----- PROVIDED RECORDS

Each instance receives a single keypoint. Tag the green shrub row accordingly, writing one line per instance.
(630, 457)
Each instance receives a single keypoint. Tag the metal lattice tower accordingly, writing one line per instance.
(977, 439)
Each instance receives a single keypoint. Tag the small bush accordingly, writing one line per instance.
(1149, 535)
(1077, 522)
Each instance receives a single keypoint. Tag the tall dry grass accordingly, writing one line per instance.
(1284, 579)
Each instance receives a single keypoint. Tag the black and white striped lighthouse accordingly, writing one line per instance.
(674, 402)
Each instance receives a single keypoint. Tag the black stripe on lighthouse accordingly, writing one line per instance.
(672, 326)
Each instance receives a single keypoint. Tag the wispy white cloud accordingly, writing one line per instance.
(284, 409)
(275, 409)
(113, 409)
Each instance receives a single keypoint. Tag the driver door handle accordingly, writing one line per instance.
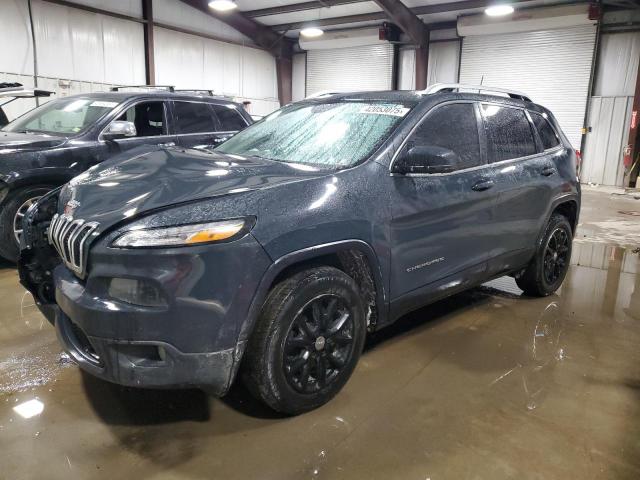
(482, 185)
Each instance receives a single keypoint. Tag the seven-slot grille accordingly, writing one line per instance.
(70, 238)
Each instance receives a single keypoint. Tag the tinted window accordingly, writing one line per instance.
(66, 116)
(229, 118)
(509, 133)
(148, 117)
(453, 127)
(547, 133)
(194, 117)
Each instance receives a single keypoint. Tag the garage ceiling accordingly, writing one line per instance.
(289, 16)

----------

Reproduce every line of the data above word for word, leaving out the pictures.

= ANSWER TO THE TASK =
Each instance receives a single keypoint. Tag the green shrub row accordingly, writing one line per instance.
(630, 457)
Each instance receives a single keypoint. Tag the metal lattice tower accordingly, writing one line per instance.
(977, 439)
Each instance receives a single keypoint. Tag the small bush accordingly, writing one line per instance.
(1149, 535)
(1077, 522)
Each instance receives a single keypoint. Tag the tall dry grass accordingly, writing one line per instance.
(1284, 579)
Each instance receives a single keypoint. Tag the black and white striped lighthouse accordingly, writing one line per instance.
(674, 402)
Each instance receives a single keypoint. Tag the black stripe on lighthouse accordingly, writing one line per instance.
(672, 326)
Each instance receives a single keypoint. Tag the wispy white cloud accordingly, writing one line per instance.
(284, 409)
(275, 409)
(113, 409)
Each instance receives a single keypoint. Tag the driver door handle accordingly, writing one line per instance.
(482, 185)
Each instance receives a single keypoint. Tag the seven-slot grille accordingly, writing one line per instance.
(70, 238)
Each instance receives a single keypoint. Tag the tinted window accordingly, writing one line per instance.
(66, 116)
(229, 118)
(509, 133)
(148, 117)
(453, 127)
(547, 133)
(194, 117)
Each instance receives a single keypoint. Tag the garage ceiling accordingly, writing one line per instance.
(289, 16)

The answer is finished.